» **WHAT THE EXERCISE ASKS**: Beginning at the line with "Give the innermost point of each instance of the algae" in the records below, return each line up to and including the last, exactly as it stands, but not the pictures.

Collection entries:
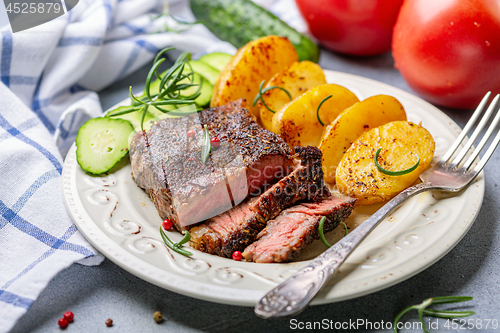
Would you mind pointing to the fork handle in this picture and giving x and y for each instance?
(292, 296)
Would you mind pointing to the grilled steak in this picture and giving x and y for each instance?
(235, 229)
(167, 163)
(295, 228)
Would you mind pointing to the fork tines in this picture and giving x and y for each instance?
(482, 122)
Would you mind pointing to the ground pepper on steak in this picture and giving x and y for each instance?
(167, 164)
(286, 236)
(238, 227)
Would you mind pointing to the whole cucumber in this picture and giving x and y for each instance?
(241, 21)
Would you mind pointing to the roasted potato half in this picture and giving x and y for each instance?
(401, 143)
(296, 79)
(351, 123)
(297, 122)
(256, 61)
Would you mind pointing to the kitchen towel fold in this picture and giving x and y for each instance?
(49, 77)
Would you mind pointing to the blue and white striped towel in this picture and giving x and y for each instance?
(49, 75)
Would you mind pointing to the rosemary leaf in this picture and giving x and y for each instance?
(205, 149)
(184, 240)
(152, 71)
(173, 246)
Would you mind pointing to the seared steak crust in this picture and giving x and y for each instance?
(295, 228)
(167, 164)
(235, 229)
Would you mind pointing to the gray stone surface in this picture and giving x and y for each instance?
(107, 291)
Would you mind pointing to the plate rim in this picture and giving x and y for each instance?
(244, 297)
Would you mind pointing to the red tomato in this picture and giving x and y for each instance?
(356, 27)
(449, 50)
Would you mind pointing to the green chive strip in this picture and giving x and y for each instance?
(319, 106)
(394, 173)
(320, 232)
(174, 246)
(260, 95)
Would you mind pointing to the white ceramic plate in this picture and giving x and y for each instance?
(119, 219)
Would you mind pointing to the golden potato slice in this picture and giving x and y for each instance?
(296, 79)
(297, 122)
(351, 123)
(256, 61)
(401, 143)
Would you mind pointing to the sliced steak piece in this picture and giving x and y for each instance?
(167, 163)
(235, 229)
(295, 228)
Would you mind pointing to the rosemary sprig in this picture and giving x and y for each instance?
(346, 232)
(260, 95)
(167, 89)
(205, 149)
(319, 106)
(422, 310)
(395, 173)
(177, 247)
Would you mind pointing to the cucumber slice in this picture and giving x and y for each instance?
(101, 143)
(202, 100)
(216, 60)
(134, 118)
(208, 72)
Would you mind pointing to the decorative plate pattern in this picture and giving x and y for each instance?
(119, 219)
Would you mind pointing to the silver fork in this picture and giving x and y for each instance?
(292, 296)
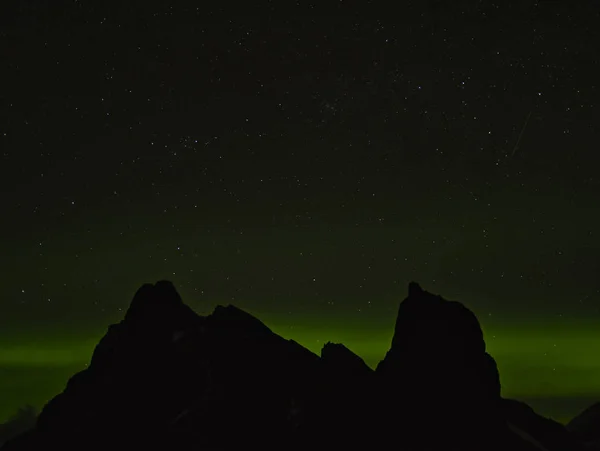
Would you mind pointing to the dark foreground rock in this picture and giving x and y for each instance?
(167, 378)
(586, 427)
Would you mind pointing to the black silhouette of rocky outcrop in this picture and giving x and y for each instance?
(586, 427)
(167, 378)
(23, 420)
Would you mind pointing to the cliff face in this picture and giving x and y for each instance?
(167, 377)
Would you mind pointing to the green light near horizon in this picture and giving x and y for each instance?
(539, 362)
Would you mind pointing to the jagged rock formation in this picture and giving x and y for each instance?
(165, 377)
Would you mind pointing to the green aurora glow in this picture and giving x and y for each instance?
(558, 384)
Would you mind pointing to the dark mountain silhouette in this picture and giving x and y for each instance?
(586, 427)
(167, 378)
(23, 420)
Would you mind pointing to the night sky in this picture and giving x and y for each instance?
(303, 161)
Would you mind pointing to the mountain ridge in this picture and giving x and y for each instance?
(166, 376)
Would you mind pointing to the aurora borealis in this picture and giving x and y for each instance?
(303, 164)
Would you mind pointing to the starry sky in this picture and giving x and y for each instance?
(303, 161)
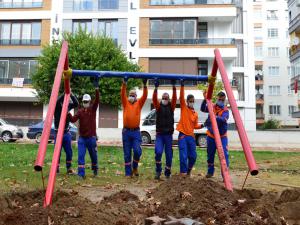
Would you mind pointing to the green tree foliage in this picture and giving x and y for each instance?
(86, 52)
(218, 87)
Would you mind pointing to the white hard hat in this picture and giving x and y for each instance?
(86, 97)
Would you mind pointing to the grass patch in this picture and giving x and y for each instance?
(17, 161)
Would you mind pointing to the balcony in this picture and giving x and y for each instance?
(259, 99)
(192, 2)
(196, 41)
(295, 24)
(294, 52)
(20, 42)
(21, 4)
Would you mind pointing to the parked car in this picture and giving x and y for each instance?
(35, 132)
(9, 132)
(148, 129)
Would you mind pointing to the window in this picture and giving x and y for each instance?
(237, 24)
(274, 70)
(289, 68)
(289, 90)
(83, 25)
(10, 68)
(109, 28)
(292, 109)
(172, 29)
(258, 33)
(202, 30)
(21, 33)
(203, 67)
(239, 61)
(109, 4)
(238, 81)
(82, 5)
(257, 13)
(273, 33)
(273, 52)
(274, 90)
(258, 51)
(272, 14)
(274, 109)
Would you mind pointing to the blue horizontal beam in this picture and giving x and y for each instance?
(166, 76)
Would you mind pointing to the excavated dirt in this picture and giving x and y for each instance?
(202, 200)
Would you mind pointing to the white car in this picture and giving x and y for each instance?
(148, 129)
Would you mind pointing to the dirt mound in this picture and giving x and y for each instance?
(69, 208)
(207, 201)
(202, 200)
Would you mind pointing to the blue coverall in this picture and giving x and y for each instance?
(222, 115)
(67, 138)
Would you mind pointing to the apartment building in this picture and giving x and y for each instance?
(24, 28)
(274, 98)
(166, 36)
(294, 31)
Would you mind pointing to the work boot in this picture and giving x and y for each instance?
(209, 175)
(189, 172)
(95, 172)
(135, 172)
(71, 172)
(157, 176)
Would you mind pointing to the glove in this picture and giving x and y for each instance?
(182, 83)
(145, 82)
(156, 83)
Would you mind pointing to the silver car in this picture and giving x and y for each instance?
(9, 132)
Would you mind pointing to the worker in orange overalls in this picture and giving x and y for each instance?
(131, 134)
(186, 140)
(222, 115)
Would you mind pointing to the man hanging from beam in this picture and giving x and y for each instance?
(131, 134)
(186, 140)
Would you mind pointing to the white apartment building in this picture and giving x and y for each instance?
(274, 98)
(166, 36)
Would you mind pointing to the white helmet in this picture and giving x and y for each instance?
(86, 97)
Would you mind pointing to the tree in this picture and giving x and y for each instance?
(217, 88)
(86, 52)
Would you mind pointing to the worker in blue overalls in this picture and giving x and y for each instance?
(67, 138)
(222, 116)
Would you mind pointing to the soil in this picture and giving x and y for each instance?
(200, 199)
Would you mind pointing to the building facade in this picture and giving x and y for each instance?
(166, 36)
(294, 31)
(24, 27)
(274, 98)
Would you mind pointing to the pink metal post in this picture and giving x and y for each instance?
(240, 127)
(224, 168)
(213, 75)
(48, 121)
(56, 154)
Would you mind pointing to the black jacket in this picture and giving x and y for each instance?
(58, 110)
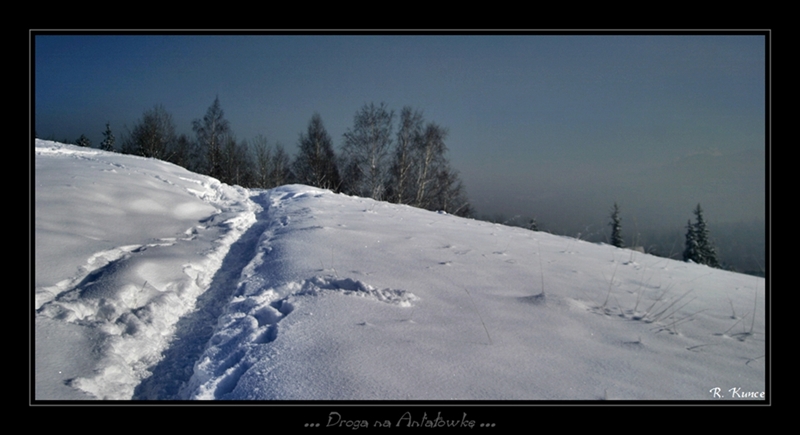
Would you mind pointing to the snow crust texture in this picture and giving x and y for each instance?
(153, 283)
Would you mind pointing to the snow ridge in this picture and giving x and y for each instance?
(135, 294)
(251, 317)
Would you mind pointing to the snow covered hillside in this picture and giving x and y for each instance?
(152, 282)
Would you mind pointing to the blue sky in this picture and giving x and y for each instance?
(556, 126)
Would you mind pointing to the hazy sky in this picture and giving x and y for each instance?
(557, 126)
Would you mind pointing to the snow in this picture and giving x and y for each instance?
(152, 282)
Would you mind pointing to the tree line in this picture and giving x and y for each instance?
(698, 247)
(406, 166)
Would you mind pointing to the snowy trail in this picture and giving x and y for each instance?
(193, 331)
(123, 302)
(153, 283)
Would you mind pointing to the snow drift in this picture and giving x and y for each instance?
(156, 283)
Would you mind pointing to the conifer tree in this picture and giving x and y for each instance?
(616, 227)
(698, 243)
(108, 139)
(690, 252)
(83, 141)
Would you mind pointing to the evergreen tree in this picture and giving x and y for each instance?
(83, 141)
(690, 252)
(108, 139)
(616, 227)
(698, 243)
(315, 164)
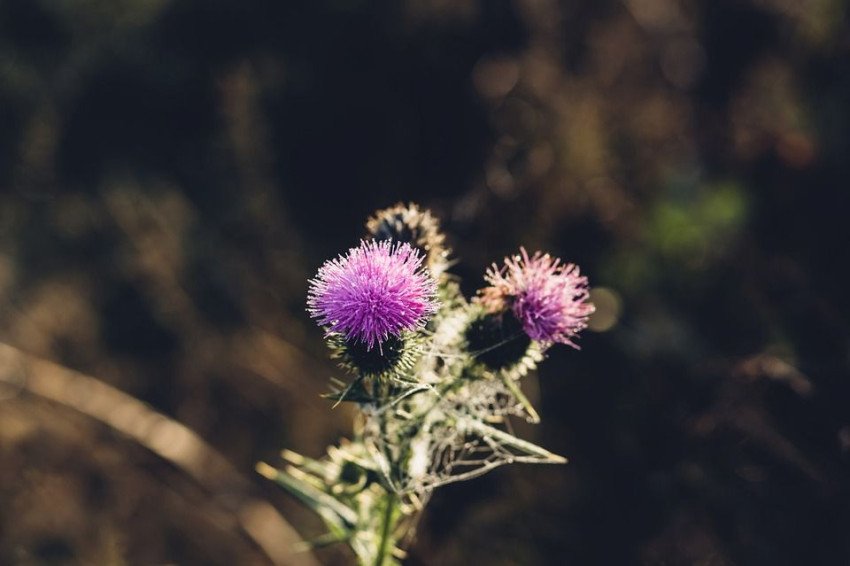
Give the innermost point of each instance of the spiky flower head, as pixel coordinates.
(376, 290)
(418, 227)
(549, 298)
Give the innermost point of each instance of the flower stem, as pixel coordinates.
(385, 544)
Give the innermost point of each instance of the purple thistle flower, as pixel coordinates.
(375, 290)
(548, 297)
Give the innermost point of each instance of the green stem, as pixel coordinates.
(386, 531)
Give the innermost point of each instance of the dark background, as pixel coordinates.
(173, 171)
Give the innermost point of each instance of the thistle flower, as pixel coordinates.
(417, 227)
(549, 298)
(375, 291)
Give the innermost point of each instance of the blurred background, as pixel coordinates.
(173, 171)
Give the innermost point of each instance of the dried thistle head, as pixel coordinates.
(415, 226)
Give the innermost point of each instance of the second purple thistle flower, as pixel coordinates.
(376, 290)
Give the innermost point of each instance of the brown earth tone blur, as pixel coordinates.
(172, 172)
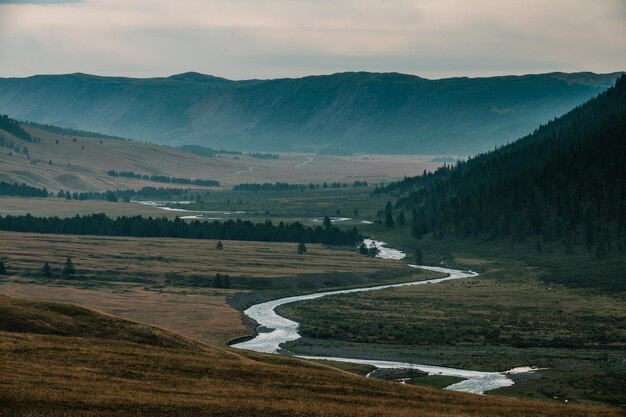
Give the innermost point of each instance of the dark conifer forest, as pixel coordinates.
(565, 181)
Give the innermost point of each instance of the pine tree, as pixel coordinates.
(301, 248)
(373, 250)
(226, 281)
(217, 281)
(68, 269)
(389, 220)
(46, 271)
(418, 258)
(363, 249)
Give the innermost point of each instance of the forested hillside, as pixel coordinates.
(564, 182)
(340, 113)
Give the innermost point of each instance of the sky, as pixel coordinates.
(243, 39)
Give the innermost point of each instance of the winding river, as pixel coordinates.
(273, 330)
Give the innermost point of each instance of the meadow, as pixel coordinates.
(516, 313)
(171, 282)
(80, 163)
(60, 360)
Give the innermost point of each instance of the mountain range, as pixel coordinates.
(345, 112)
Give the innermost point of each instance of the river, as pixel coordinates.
(273, 330)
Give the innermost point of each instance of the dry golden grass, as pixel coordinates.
(127, 258)
(124, 276)
(66, 361)
(89, 160)
(201, 314)
(52, 206)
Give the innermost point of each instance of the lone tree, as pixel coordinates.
(217, 281)
(68, 269)
(46, 271)
(373, 250)
(389, 220)
(301, 248)
(327, 222)
(401, 219)
(363, 249)
(419, 259)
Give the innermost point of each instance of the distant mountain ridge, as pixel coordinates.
(355, 111)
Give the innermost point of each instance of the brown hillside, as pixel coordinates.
(67, 361)
(80, 164)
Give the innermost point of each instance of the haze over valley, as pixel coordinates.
(398, 209)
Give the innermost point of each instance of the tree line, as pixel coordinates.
(566, 181)
(163, 178)
(21, 190)
(283, 186)
(13, 127)
(138, 226)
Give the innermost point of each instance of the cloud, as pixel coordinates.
(39, 1)
(277, 38)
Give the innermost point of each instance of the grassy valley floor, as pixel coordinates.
(61, 360)
(508, 316)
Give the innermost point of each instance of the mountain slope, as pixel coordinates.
(564, 182)
(60, 360)
(365, 112)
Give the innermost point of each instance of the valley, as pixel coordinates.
(551, 304)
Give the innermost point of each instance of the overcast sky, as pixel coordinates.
(241, 39)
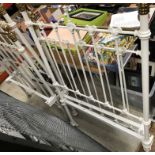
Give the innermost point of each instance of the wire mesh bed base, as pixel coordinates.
(51, 70)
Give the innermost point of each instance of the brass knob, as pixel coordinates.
(143, 8)
(5, 26)
(21, 7)
(2, 10)
(12, 36)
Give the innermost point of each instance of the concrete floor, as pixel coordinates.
(110, 137)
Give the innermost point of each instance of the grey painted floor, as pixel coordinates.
(111, 138)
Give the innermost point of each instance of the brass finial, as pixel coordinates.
(143, 8)
(21, 7)
(12, 36)
(2, 10)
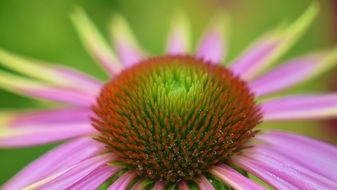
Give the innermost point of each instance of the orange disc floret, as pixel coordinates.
(172, 117)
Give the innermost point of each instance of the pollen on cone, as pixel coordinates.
(173, 117)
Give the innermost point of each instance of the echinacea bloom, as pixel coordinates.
(176, 121)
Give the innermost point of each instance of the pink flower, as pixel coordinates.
(177, 120)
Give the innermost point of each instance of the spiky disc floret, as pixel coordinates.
(173, 117)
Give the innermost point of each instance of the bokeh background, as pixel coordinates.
(42, 29)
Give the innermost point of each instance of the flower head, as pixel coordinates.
(174, 121)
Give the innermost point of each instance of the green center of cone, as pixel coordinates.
(173, 117)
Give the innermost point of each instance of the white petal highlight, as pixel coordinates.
(94, 42)
(272, 46)
(212, 46)
(294, 72)
(234, 178)
(54, 161)
(40, 90)
(43, 134)
(179, 36)
(47, 72)
(309, 106)
(125, 42)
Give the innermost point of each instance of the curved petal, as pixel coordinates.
(37, 135)
(183, 185)
(125, 42)
(95, 43)
(179, 36)
(204, 184)
(298, 147)
(289, 173)
(300, 107)
(45, 117)
(272, 46)
(234, 178)
(96, 178)
(258, 170)
(36, 89)
(54, 161)
(123, 181)
(159, 185)
(62, 76)
(87, 83)
(212, 46)
(293, 72)
(72, 175)
(270, 154)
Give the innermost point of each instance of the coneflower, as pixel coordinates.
(174, 121)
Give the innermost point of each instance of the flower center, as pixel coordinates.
(172, 117)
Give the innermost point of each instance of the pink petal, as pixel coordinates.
(36, 135)
(272, 46)
(54, 161)
(159, 185)
(88, 83)
(123, 181)
(96, 178)
(183, 185)
(234, 178)
(74, 174)
(285, 76)
(211, 47)
(204, 184)
(94, 42)
(288, 172)
(45, 117)
(137, 185)
(128, 54)
(125, 42)
(300, 107)
(179, 36)
(302, 149)
(265, 152)
(249, 64)
(258, 170)
(60, 95)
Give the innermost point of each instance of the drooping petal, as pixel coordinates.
(36, 89)
(234, 178)
(212, 46)
(293, 72)
(289, 173)
(126, 45)
(37, 135)
(272, 46)
(57, 75)
(45, 117)
(179, 36)
(123, 181)
(159, 185)
(300, 107)
(72, 175)
(258, 170)
(95, 43)
(269, 154)
(183, 185)
(204, 184)
(298, 147)
(54, 161)
(95, 178)
(87, 83)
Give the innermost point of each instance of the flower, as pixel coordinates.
(173, 121)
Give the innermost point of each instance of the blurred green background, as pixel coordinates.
(42, 29)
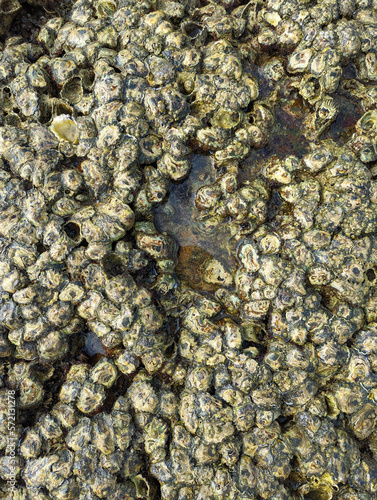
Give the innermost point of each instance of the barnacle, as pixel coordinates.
(187, 290)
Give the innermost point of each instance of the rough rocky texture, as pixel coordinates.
(132, 383)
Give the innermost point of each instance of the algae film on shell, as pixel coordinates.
(188, 249)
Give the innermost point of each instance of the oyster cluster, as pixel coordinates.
(130, 383)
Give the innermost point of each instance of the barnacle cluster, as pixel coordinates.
(259, 382)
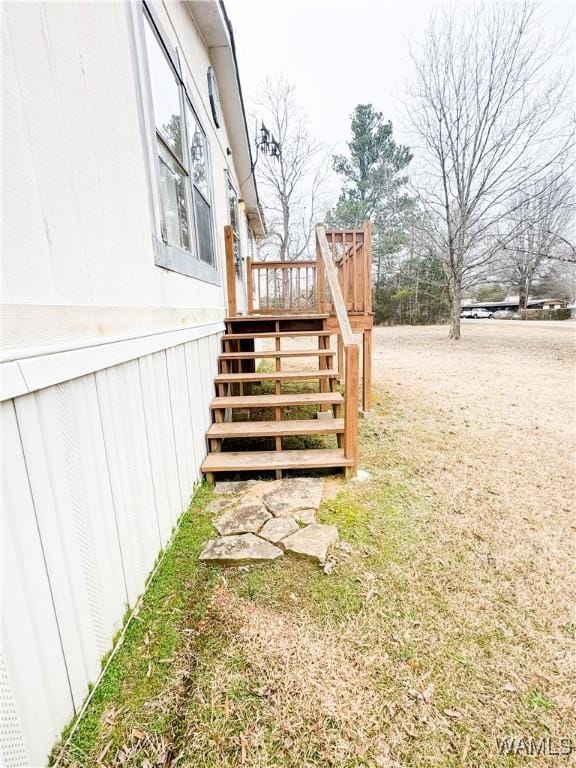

» **COMPLETED EXERCISE**:
Give the innermost point of each instance of the algae film on shell, as pixel coordinates.
(188, 249)
Give the innermost point of each instance of the oyster cluster, as pixel coordinates.
(130, 383)
Give the innermost point of each instance of the barnacle cluster, as pixel coordinates.
(259, 382)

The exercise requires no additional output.